Passage provided:

BEGIN

B.            The Union has not demonstrated that the grievant was substantially innocent. 

 

                The Union alleges that attorney fees are warranted under the second Allen criterion because the grievant was substantially innocent.[33]  An employee is substantially innocent as a matter of law when he or she “prevail[s] on substantive rather than technical grounds on the major charges.”[34]  Additionally, an employee is substantially innocent when he or she is “essentially without fault for the charges alleged, and was needlessly subjected to attorney fees in order to vindicate himself.”[35]

 

                Here, in the merits award, the Arbitrator found that the grievant engaged in the behavior as charged in the two most serious allegations of misconduct, namely, inappropriate operation of government-owned vehicle and the misuse of his position.[36]  However, the Arbitrator dismissed those charges based on the Agency’s failure to comply with Article 32G, which required the Agency to issue the proposed disciplinary notice at the earliest practicable date.  These findings support the Arbitrator’s conclusion that the substantial innocence threshold was not met.[37]

 

                The Union argues that the Arbitrator interpreted Article 32G to provide a “substantive” right,[38] and so, his sustaining the grievance on the basis of the Agency’s failure to comply with Article 32G meant that the grievant was substantially innocent.  However, the Union cites no authority to support this understanding of the term “substantially.”  Further, the Authority is not persuaded to depart from its decades-long interpretation of the term “substantially”[39] as pertaining to the substance of the charges.  Accordingly, given that the Arbitrator dismissed the charges of misconduct for a technical reason, and because the Arbitrator did not find the grievant himself to be without fault, the Union’s second-Allen-criterion argument does not provide a reason to find the award deficient.

END

Written request:
Can you reproduce the passage on substantial innocence verbatim, starting at the words "The Union argues" and stopping after "the award deficient."?

[Data on object locations]
BEGIN

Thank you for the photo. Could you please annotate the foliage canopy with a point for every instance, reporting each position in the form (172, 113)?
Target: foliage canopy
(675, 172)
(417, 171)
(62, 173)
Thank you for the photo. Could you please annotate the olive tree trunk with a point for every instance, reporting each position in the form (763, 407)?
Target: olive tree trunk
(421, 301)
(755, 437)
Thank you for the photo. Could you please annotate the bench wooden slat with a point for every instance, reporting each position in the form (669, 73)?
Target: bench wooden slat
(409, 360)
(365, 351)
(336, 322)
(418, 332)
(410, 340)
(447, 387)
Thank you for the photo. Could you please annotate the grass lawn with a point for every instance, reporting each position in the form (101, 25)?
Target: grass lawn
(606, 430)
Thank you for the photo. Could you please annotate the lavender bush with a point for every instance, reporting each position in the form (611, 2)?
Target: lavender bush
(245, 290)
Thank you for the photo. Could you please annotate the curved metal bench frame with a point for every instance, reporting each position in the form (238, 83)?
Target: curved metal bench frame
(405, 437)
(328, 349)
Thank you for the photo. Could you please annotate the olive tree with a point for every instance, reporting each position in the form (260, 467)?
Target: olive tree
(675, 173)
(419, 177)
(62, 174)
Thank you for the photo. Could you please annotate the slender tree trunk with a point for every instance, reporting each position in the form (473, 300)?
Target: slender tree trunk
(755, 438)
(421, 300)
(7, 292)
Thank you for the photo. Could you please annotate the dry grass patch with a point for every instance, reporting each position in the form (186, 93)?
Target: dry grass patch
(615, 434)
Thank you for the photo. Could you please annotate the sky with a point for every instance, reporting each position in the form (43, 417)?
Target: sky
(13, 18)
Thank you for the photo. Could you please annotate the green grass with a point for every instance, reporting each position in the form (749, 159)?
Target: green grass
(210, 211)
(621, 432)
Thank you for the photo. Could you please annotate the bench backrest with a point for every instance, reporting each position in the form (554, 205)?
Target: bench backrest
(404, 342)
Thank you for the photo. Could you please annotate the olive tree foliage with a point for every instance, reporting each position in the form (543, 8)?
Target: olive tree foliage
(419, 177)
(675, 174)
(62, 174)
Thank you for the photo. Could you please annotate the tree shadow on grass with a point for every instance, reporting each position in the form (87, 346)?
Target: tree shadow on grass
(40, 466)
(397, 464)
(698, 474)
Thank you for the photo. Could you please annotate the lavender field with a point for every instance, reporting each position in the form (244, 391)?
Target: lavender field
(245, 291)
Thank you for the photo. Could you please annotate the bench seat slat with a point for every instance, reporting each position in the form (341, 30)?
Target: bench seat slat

END

The completed task:
The Union argues that the Arbitrator interpreted Article 32G to provide a “substantive” right,[38] and so, his sustaining the grievance on the basis of the Agency’s failure to comply with Article 32G meant that the grievant was substantially innocent.  However, the Union cites no authority to support this understanding of the term “substantially.”  Further, the Authority is not persuaded to depart from its decades-long interpretation of the term “substantially”[39] as pertaining to the substance of the charges.  Accordingly, given that the Arbitrator dismissed the charges of misconduct for a technical reason, and because the Arbitrator did not find the grievant himself to be without fault, the Union’s second-Allen-criterion argument does not provide a reason to find the award deficient.